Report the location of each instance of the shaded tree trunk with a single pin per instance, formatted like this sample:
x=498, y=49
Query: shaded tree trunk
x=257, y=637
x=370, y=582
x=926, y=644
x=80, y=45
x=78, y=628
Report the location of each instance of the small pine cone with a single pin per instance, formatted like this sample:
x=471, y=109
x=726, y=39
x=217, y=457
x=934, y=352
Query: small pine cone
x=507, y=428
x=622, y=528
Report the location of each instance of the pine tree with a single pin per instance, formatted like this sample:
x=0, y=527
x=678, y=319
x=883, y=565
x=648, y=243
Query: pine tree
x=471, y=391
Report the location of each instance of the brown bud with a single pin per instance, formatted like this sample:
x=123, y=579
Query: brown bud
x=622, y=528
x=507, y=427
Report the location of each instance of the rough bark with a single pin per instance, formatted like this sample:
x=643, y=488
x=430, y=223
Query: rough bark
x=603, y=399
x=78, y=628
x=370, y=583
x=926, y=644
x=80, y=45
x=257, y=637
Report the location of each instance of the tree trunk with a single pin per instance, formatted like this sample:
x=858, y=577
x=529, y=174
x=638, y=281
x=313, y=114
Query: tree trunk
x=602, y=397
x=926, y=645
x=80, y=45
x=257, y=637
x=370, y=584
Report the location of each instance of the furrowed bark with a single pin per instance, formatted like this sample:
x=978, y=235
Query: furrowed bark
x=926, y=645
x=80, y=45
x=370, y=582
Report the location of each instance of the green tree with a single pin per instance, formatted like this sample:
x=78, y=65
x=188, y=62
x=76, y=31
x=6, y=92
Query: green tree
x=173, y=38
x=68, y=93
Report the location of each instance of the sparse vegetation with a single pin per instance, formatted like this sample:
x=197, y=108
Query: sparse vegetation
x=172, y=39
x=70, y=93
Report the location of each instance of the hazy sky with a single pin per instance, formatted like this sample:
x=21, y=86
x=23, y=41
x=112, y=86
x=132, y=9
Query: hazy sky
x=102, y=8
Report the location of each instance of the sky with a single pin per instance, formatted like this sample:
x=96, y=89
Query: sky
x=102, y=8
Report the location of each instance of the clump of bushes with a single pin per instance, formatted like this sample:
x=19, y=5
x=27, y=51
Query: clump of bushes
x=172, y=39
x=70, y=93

> [Description of the task]:
The listing above holds a line with "Report the location of each instance of the tree" and a line with "x=978, y=235". Print the stretch from the first through the second, exactly and alone.

> [Answer box]:
Report the location of each instance of the tree trunk with a single pin per instance, formatted like this sample:
x=858, y=577
x=529, y=174
x=638, y=281
x=313, y=114
Query: tree trunk
x=602, y=397
x=926, y=645
x=80, y=45
x=257, y=637
x=370, y=584
Report the location of each instance of the furrowed bark with a single pin per instance, formatted like this sample:
x=978, y=235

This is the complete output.